**Requirement**
Write out the stretch from the start of the rows through the line containing "239;51;316;84", replacing "woman's" with "person's" and leaving everything else unchanged.

[Rows from a data collection]
--------------------------------

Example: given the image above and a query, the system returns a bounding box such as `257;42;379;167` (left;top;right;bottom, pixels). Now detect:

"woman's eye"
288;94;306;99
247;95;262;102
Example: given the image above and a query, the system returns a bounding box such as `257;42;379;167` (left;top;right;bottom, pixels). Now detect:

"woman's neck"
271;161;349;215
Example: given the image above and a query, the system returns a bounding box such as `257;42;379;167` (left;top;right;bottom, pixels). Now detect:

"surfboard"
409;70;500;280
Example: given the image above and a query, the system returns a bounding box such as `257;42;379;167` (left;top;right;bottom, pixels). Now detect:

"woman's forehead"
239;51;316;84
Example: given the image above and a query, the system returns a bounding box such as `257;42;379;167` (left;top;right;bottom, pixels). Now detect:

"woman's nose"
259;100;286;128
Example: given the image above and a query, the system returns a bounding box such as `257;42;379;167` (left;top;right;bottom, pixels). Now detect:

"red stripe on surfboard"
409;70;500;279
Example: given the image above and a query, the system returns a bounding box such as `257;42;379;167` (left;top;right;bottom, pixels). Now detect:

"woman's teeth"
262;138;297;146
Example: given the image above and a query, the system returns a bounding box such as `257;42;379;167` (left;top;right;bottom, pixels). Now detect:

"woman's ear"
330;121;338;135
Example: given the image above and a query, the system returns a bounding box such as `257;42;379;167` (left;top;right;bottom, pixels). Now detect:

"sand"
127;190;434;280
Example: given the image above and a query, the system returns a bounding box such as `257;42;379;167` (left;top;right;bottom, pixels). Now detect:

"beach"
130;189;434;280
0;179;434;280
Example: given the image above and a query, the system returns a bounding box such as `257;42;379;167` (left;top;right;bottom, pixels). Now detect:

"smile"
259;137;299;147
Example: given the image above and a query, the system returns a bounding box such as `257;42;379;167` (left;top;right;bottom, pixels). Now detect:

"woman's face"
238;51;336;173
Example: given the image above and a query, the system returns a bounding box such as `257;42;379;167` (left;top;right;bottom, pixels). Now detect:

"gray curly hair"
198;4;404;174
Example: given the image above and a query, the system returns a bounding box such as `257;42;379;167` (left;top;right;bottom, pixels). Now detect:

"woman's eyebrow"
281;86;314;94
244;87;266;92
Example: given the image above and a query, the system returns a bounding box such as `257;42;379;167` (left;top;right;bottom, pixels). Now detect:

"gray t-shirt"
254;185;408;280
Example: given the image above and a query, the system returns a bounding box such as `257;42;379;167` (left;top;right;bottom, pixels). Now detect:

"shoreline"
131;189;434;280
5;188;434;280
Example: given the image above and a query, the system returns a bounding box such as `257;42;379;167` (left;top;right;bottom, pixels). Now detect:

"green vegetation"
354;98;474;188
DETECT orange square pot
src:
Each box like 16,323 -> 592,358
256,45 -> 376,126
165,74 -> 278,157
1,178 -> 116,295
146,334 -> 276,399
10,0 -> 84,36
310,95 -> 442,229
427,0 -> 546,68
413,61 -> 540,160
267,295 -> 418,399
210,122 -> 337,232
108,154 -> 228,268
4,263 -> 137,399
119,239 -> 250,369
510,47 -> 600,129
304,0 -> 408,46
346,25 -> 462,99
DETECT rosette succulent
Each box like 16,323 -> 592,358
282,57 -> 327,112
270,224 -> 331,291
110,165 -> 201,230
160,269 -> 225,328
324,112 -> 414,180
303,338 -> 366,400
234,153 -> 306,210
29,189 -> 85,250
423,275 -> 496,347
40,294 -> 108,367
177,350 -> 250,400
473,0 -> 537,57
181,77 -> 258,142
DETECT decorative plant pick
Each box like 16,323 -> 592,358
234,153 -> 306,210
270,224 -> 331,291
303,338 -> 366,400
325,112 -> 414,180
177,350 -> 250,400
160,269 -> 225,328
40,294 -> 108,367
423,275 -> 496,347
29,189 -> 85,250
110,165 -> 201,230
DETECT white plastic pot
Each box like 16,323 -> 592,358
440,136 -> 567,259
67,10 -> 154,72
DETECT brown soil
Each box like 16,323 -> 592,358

--------------------------------

**Correct response**
Example: given the image above and a query, the system returns a bounding box such as `257;42;379;167` (left;top;right;bottom, pixels). Now detect:

"person's eye"
288;94;306;99
247;95;262;102
Example: given the image above and a query, the system returns a bounding box such as `257;42;379;167` (left;top;right;bottom, pixels). Now detect:

"person's neck"
271;161;349;215
Example: given the image above and a query, the system returns a bounding box such as `257;42;379;167` (left;top;right;bottom, pixels). Now detect:

"surfboard"
409;70;500;280
Example: given the image above and a query, the system returns a bounding box such as `257;42;379;167` (left;top;right;bottom, pixels). Now detect:

"person's forehead"
239;51;316;84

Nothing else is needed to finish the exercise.